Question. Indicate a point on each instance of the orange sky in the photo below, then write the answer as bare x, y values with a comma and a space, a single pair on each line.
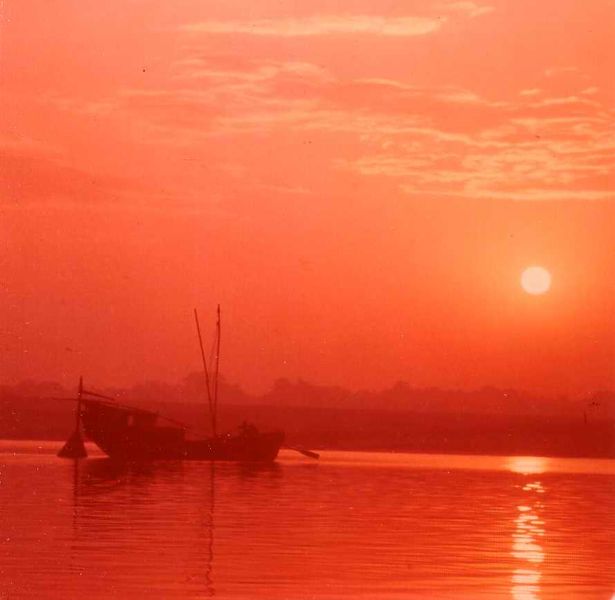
360, 188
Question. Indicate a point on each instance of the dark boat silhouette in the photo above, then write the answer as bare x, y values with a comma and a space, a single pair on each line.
128, 433
133, 434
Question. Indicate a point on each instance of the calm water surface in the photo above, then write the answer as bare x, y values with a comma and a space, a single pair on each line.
368, 525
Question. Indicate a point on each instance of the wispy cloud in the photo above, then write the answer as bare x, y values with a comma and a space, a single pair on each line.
471, 9
322, 25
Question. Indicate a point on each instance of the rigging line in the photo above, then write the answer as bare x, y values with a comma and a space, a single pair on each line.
207, 385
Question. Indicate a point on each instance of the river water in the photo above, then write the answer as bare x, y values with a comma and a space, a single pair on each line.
352, 525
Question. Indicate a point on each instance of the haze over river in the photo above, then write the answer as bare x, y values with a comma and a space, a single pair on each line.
352, 525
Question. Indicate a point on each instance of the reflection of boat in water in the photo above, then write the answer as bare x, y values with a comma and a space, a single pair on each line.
131, 434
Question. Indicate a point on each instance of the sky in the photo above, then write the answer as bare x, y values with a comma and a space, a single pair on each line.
359, 184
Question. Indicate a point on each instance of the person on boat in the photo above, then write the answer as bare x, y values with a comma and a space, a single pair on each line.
247, 429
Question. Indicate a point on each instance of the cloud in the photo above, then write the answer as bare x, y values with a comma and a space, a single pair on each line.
471, 9
322, 25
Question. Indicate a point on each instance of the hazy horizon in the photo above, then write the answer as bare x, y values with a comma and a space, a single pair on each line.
363, 190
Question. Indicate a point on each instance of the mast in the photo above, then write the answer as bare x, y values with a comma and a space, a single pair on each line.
78, 411
74, 447
206, 371
215, 400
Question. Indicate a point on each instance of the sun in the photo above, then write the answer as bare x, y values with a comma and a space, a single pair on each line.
536, 280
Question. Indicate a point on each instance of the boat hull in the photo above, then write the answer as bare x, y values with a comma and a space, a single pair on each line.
123, 437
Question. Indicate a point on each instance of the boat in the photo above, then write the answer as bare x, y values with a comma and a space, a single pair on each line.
128, 433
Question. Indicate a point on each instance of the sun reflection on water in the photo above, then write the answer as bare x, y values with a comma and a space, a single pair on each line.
529, 528
528, 465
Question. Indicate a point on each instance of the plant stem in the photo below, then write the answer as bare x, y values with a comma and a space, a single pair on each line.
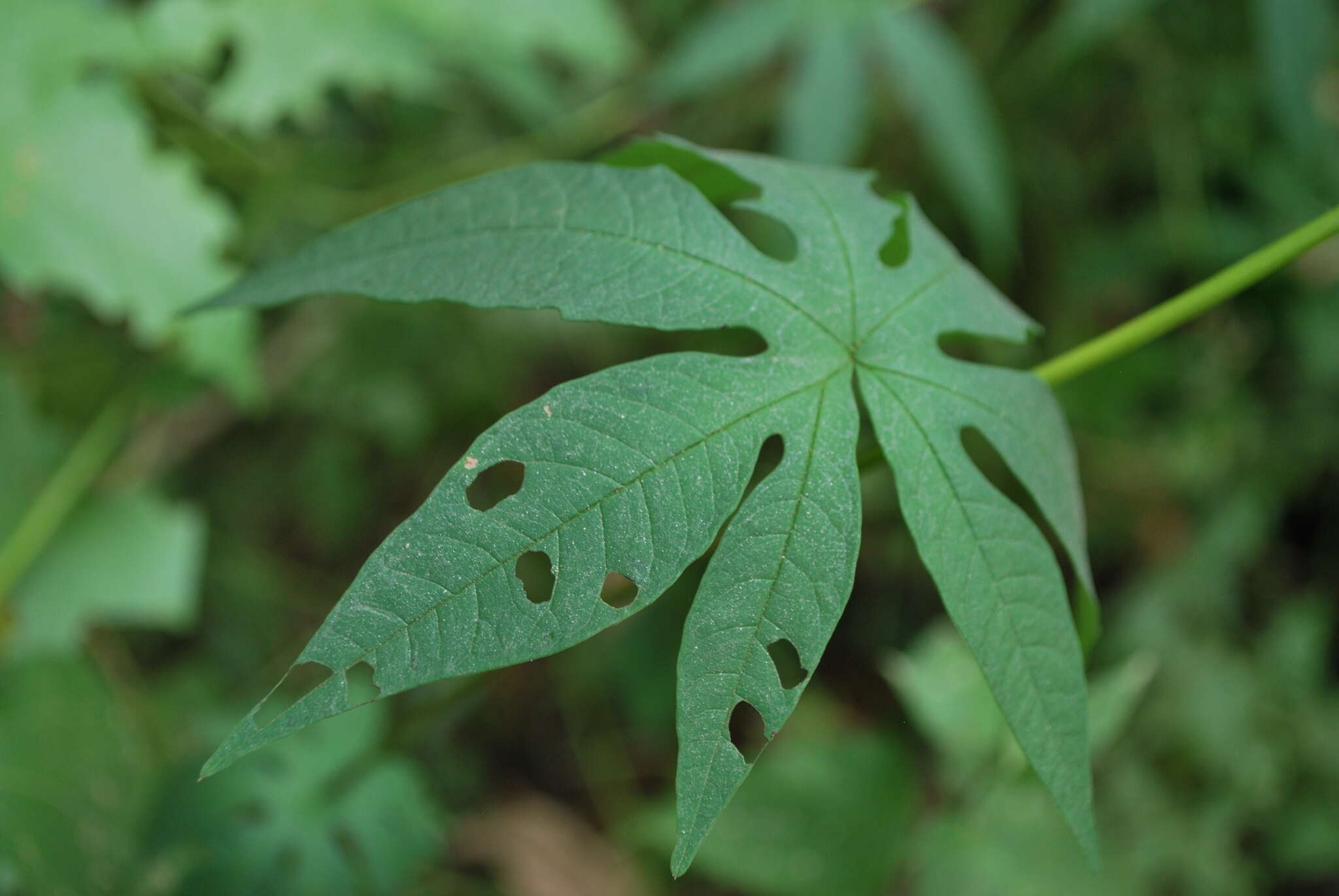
1189, 305
62, 493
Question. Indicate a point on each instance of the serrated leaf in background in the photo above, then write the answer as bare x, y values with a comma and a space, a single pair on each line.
89, 205
290, 54
635, 469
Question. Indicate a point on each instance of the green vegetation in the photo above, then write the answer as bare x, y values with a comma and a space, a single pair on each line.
185, 497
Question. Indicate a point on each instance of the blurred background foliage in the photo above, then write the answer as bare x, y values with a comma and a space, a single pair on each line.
184, 497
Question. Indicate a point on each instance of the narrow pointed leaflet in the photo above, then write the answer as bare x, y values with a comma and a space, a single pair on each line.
636, 469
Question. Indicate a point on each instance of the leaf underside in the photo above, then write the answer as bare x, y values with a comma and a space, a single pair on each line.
636, 469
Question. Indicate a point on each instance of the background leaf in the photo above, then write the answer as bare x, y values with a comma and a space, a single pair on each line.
957, 121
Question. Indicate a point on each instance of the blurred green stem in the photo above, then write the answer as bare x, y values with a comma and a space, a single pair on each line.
62, 492
1189, 305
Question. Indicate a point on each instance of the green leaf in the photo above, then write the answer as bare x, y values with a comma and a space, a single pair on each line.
953, 107
131, 559
829, 810
636, 469
73, 781
326, 815
88, 205
291, 52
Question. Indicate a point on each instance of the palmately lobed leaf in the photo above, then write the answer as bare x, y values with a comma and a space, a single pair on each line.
636, 469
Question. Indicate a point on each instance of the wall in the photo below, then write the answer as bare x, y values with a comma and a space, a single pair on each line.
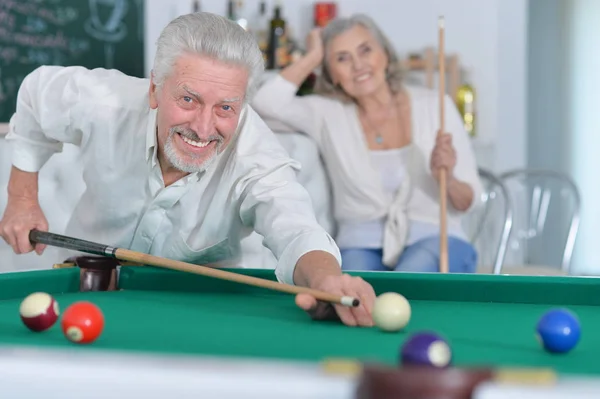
489, 37
583, 122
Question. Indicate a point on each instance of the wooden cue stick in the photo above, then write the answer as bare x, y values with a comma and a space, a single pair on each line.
443, 188
52, 239
71, 264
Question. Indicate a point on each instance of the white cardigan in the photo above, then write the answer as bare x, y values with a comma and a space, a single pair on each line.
357, 189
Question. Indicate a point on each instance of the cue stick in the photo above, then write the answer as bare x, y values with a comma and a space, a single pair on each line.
443, 194
56, 240
67, 265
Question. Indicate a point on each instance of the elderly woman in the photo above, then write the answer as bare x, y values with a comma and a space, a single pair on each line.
379, 140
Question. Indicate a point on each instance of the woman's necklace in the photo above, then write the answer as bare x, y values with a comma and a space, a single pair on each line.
378, 135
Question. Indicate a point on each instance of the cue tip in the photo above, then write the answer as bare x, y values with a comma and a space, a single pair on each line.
349, 301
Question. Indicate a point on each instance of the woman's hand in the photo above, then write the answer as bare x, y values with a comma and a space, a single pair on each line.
443, 156
314, 45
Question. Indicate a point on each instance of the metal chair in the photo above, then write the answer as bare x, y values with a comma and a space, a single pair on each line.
546, 207
489, 226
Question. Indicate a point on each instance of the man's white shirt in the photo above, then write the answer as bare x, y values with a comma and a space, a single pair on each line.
201, 218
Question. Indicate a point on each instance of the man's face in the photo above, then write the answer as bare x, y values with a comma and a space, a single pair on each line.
199, 106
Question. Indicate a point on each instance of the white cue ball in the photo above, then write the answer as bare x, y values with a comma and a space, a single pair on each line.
391, 312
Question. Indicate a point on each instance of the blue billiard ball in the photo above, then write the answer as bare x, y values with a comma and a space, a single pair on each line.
559, 330
426, 349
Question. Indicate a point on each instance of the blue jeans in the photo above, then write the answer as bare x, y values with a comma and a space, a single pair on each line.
422, 256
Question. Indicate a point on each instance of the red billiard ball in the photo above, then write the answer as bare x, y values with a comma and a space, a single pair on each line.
82, 322
39, 311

════════

Extract every line from the one with "Question. Indicate a point on each instance of the metal" down to the final line above, both included, exactly as written.

Written answer:
Question. Indicate a point on each instance of the metal chair in the photo above, then write the answer as bare x, y values with a comma and a space, a single pair on each line.
546, 207
489, 226
Question. Indicate a point on each instance of the man's white shirt in the photo above, then write the answer as bare x, y values with a comma and a space, a single pair on each line.
201, 218
Question. Indicate a point on each instance of the man's face in the photo above, then write the answer as bare x, y values with a comma and a space, a single pair on each line.
199, 106
Question. Indicate a point on each instance of the white cue ball in the photo above, then write the answer as bare x, y values with a comma and a space, a single pair on each line.
391, 312
Question. Indicate a point on each instance of the blue billiard ball in the photo above, then write the answer as bare x, y values with a comma and a space, a single pair on each line.
559, 330
426, 349
Question. Indicate a point on each instance of the blue jeans in the photo above, then write the answer as bare x, y values with a comma and a space, a single pair on each line.
422, 256
Question. Indicate a point on each instance of the red billiard ball in the photo above, then write the answer as bare x, y values with a comma and a space, a single pair on each line.
82, 322
39, 311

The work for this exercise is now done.